What is required:
Summarize the GC discussion below in three sentences.

Given text:
It makes sense to me to solve the problem in Windows first (since Sean says it won't be that bad), and then tackle the Unix/Linux kernel recompile issue.

-Craig 

March 19, 2008
== Quote from Craig Black (craigblack2@cox.net)'s article
> "renoX" <renosky@free.fr> wrote in message
> > Uh? Does Windows VM provides enough information as needed by the GC in the paper or are you thinking about a totally different GC?
> Are you asking me or Sean?  Sean made the claim that "Windows isn't terribly difficult".  If he's right, then Windows provides some sort of provision for VM querying for stuff like this.

There are a number of papers on this topic--one being the paper linked in that blog and I believe Hans Boehm wrote another one.  From what I remember of them, I believe they said that Windows exposes the necessary hooks already, but a kernel recompile was necessary to do the same thing on Linux.  That sounds right as well, since a kernel recompile isn't really possible on Windows anyway, so either the feature would be available or it wouldn't.  The real work would be a fundamental rewrite of how the mark phase operates.  For a dedicated programmer, I'd estimate it would take about a week.


Sean
March 19, 2008
Sean Kelly wrote:
> == Quote from Craig Black (craigblack2@cox.net)'s article
>> "renoX" <renosky@free.fr> wrote in message
>>> Uh? Does Windows VM provides enough information as needed by the GC in the
>>> paper or are you thinking about a totally different GC?
>> Are you asking me or Sean?  Sean made the claim that "Windows isn't terribly
>> difficult".  If he's right, then Windows provides some sort of provision for
>> VM querying for stuff like this.
> 
> There are a number of papers on this topic--one being the paper linked in that blog and I believe Hans
> Boehm wrote another one.  From what I remember of them, I believe they said that Windows exposes the
> necessary hooks already, but a kernel recompile was necessary to do the same thing on Linux.  That
> sounds right as well, since a kernel recompile isn't really possible on Windows anyway, so either the
> feature would be available or it wouldn't.  The real work would be a fundamental rewrite of how the
> mark phase operates.  For a dedicated programmer, I'd estimate it would take about a week.

IIRC (I read the paper a while back) a full implementation of their idea is a moving GC[1] which may take a bit longer to implement. It not only impacts the mark phase, but also the sweep phase[2] and it requires compiler modifications as well; it'll need to supply the GC with exact information about pointers in static data, on the heap and on the stack.
Though I might be wrong; anyone care to implement this in GDC (+ gphobos and/or tango)? :)


[1]: IIRC: When the OS indicates to their GC that it's about to swap some of their pages out, it starts a collection and attempts to move the live objects from multiple partially-used pages into fewer pages so the now-free pages can be released to the OS to prevent the swapping from taking place (or swap out the now-empty page they'll then avoid using, I'm not sure exactly).

Records:
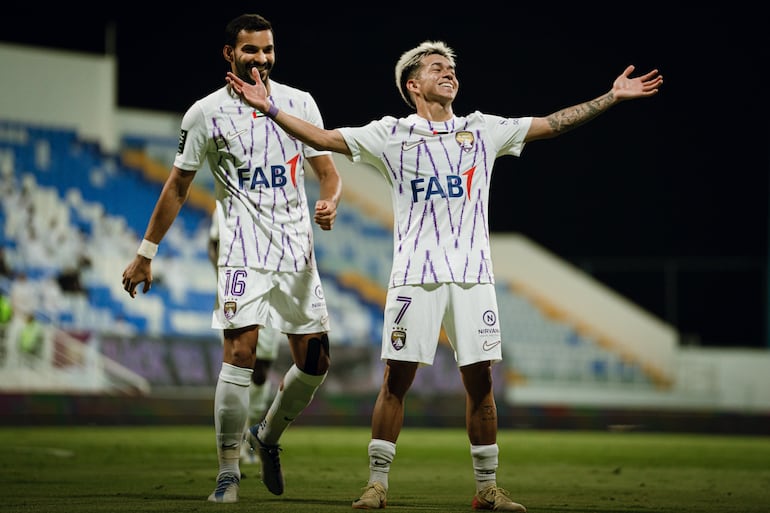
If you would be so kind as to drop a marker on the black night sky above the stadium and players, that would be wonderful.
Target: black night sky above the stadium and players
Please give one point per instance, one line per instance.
(676, 182)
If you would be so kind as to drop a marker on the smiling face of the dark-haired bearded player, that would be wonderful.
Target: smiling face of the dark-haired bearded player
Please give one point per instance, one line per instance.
(252, 50)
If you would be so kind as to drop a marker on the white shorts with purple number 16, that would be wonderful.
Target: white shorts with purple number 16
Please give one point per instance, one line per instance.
(290, 302)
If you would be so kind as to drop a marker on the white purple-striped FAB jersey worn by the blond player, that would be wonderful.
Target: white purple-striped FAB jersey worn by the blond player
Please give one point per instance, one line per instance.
(440, 175)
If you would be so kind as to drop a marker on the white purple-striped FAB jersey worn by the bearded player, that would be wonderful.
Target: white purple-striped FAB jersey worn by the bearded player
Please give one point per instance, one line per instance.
(259, 178)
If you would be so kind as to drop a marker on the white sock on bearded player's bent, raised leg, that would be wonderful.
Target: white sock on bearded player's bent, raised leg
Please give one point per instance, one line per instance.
(295, 393)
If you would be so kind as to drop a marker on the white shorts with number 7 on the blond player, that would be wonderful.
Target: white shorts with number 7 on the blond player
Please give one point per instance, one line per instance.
(414, 315)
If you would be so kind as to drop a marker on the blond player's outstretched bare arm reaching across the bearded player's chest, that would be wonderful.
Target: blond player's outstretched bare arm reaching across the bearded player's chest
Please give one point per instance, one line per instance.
(256, 96)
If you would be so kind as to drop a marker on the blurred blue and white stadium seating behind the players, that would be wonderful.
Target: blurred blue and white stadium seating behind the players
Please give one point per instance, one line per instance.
(71, 208)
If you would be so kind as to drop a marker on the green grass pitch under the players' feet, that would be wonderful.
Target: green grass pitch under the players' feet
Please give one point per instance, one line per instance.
(173, 468)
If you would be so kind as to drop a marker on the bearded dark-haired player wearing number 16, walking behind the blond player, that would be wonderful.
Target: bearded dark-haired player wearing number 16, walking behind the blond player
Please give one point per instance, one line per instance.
(267, 273)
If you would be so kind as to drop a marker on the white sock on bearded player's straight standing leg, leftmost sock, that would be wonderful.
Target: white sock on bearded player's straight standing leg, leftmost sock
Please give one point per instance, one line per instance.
(231, 402)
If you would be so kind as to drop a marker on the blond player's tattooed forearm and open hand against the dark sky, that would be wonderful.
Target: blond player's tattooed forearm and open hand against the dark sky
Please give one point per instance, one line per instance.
(624, 88)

Task output:
Craig suggests solving the problem on Windows first and then handling the Unix/Linux kernel recompile issue. Sean recalls papers saying Windows already exposes the needed hooks while Linux needs a kernel recompile, and he estimates a dedicated programmer could rewrite the mark phase in about a week. A reply notes that a full implementation is a moving GC that also affects the sweep phase and needs compiler changes to give the GC exact pointer information, so it may take longer.